DIRECTIONS FOR THIS TASK :: In the forum thread on Charles Bronson's Solitary Fitness, how many hours a day does BLUE(UK) say he could probably train?

━━ TEXT FOR ANALYSIS

# Charles Bronson, Solitary Fitness.



## SARGE (Feb 27, 2007)

The more I read about charles bronson,The more I like him read a few of his books and stumbled across solitary fitness -obviously this isnt any good for body builders or for creating huge mass, but was wondering if anyone on here has read it.


----------



## BLUE(UK) (Jan 9, 2008)

Think about it....what else can the bloke do besides exercise to pass time??

In all honesty he could probably train 2-3hrs a day since the rest of the time he'll be sat there wondering wtf to do except wait and see if he'll ever get out.


----------



## megatron (Apr 21, 2004)

He was great in death wish


----------



## nibbsey (Feb 12, 2008)

Even better in "The Dirty Dozen"


----------



## paulo (Feb 17, 2007)

i know the bronson you mean- ive read it,his artwork pretty good too i think.

i reckon he should be out by now the guy hasnt murdered anyone or been a nonce etc.

━━━━
━━ INFORMATION PROVIDED

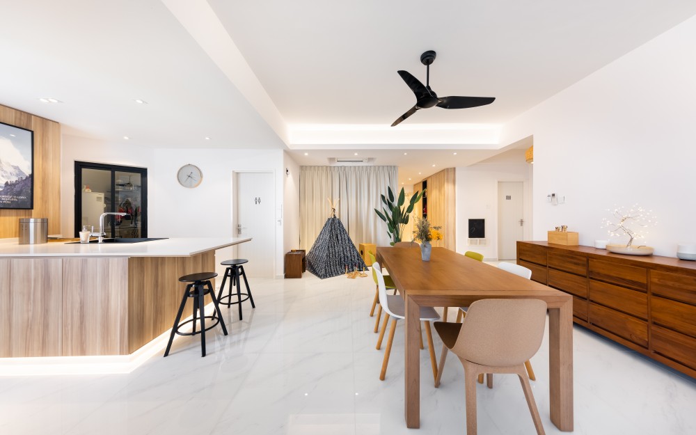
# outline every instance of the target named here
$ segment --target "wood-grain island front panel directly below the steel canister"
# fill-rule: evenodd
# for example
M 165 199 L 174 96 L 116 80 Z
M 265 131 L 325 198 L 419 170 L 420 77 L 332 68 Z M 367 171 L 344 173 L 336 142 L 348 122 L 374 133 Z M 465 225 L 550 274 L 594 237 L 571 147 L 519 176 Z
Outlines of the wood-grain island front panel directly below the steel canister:
M 10 260 L 10 353 L 61 356 L 63 260 Z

━━━━

RESPONSE :: 2-3 hours a day.